Work to do: Copy out word for word the part of the listing below that opens with the line containing "of the vehicle" and closes with the line containing "point(95, 121)", both lines included.

▶

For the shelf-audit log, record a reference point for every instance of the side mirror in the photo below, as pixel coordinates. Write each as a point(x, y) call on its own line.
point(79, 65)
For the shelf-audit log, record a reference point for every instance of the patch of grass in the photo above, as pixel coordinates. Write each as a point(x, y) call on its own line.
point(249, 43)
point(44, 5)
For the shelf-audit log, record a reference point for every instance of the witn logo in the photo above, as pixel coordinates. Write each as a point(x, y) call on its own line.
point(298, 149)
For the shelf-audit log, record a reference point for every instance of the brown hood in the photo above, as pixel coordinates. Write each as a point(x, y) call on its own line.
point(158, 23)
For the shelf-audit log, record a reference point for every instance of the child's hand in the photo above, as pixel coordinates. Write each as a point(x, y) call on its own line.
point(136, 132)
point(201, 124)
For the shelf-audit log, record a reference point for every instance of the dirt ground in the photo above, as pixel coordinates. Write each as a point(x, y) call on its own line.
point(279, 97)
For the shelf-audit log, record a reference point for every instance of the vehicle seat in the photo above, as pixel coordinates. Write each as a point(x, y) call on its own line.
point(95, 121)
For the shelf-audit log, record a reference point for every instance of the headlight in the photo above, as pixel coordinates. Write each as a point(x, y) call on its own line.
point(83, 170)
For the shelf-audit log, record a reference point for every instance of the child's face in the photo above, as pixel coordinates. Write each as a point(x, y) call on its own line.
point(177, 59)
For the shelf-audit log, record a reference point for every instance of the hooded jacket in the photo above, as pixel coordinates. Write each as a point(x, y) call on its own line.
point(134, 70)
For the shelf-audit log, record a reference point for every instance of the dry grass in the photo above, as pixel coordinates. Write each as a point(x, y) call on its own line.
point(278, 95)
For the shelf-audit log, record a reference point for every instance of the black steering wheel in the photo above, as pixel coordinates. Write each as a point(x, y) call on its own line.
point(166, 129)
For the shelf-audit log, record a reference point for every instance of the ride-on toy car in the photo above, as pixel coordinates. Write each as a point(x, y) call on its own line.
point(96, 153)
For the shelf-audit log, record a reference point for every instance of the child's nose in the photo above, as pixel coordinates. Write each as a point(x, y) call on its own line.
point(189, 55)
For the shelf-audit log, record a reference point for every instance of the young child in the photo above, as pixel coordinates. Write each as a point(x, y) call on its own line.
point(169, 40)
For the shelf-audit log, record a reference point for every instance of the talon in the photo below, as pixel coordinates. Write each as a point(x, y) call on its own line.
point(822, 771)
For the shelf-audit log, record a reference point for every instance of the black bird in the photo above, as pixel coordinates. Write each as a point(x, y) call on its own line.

◀

Correct answer:
For the shelf-audit log, record a reference point for every instance of the vehicle seat in the photo above, as pixel coordinates. Write each as a point(x, y) call on its own line.
point(95, 121)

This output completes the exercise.